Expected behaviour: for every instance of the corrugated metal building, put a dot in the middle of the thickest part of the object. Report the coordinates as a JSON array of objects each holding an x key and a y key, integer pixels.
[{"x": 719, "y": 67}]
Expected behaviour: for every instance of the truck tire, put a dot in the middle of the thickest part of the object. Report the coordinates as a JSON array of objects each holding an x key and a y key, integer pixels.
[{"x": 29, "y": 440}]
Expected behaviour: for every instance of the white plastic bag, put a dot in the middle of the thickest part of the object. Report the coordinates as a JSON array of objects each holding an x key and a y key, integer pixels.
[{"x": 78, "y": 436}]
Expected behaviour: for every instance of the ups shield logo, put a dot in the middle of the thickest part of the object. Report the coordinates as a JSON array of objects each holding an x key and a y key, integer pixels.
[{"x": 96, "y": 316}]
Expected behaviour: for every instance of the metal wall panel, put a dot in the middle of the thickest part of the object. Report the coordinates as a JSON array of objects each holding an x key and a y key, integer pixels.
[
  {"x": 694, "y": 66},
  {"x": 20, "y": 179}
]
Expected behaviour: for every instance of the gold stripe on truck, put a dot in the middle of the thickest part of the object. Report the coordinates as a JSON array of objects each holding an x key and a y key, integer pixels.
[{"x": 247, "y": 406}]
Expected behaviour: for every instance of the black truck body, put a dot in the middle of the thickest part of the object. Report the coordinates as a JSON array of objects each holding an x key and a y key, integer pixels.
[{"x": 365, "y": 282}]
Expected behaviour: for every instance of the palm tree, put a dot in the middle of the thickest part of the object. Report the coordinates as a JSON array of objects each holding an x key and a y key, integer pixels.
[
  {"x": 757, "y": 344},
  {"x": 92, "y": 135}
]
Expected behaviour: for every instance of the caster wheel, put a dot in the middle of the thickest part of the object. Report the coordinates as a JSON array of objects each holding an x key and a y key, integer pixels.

- - - - - - -

=== WORK INSTRUCTION ===
Line for line, set down the listing above again.

=== SOLUTION BELOW ===
Expected behaviour: for every instance of the corrugated metal building, put a dot in the middle of the thickest part of the object. Report the coordinates as a JSON array of objects each holding an x key and a y key, integer pixels.
[{"x": 719, "y": 67}]
Expected behaviour: for every instance of the truck tire, put a dot in the middle of the thickest part of the object. Report the coordinates as a JSON array of objects each holding an x key and a y key, integer pixels.
[{"x": 29, "y": 440}]
Expected behaviour: for every instance of the white plastic bag, put a dot in the middle of the thickest part of the object. Report the coordinates as a JSON array of objects each holding an x key and a y key, integer pixels.
[{"x": 78, "y": 436}]
Expected behaviour: for every instance of the ups shield logo, put a dot in the middle of the thickest part of the object. Report the coordinates as a JSON array of objects each holding an x key and a y key, integer pixels.
[{"x": 96, "y": 316}]
Expected behaviour: for every instance of the metal wall panel, put a dot in the middle of the thickest part of the object. Report the coordinates as a JSON array of objects each holding an x key and a y key, integer pixels.
[
  {"x": 694, "y": 66},
  {"x": 20, "y": 179}
]
Expected behaviour: for every instance of the gold stripe on truck, put a dot in the middle of the thickest part of the object. Report the coordinates as a JSON array of objects each holding an x key and a y key, integer pixels.
[{"x": 247, "y": 406}]
Expected behaviour: for every instance of the black truck body, put a dot in the middle of the thickest part of the object. Report the coordinates as a JSON array of objects each holding an x key and a y key, integer pixels.
[{"x": 365, "y": 282}]
Expected behaviour: for every instance of the palm tree, put a dot in the middle of the thickest part of the object. Report the coordinates as a JSON array of objects each holding an x key and a y key, integer pixels.
[
  {"x": 757, "y": 344},
  {"x": 92, "y": 135}
]
Expected behaviour: for every instance of the caster wheel, put a dot in the middle of the thickest part of the object. Report the coordinates as a JSON array of objects each holding an x key and a y key, integer pixels.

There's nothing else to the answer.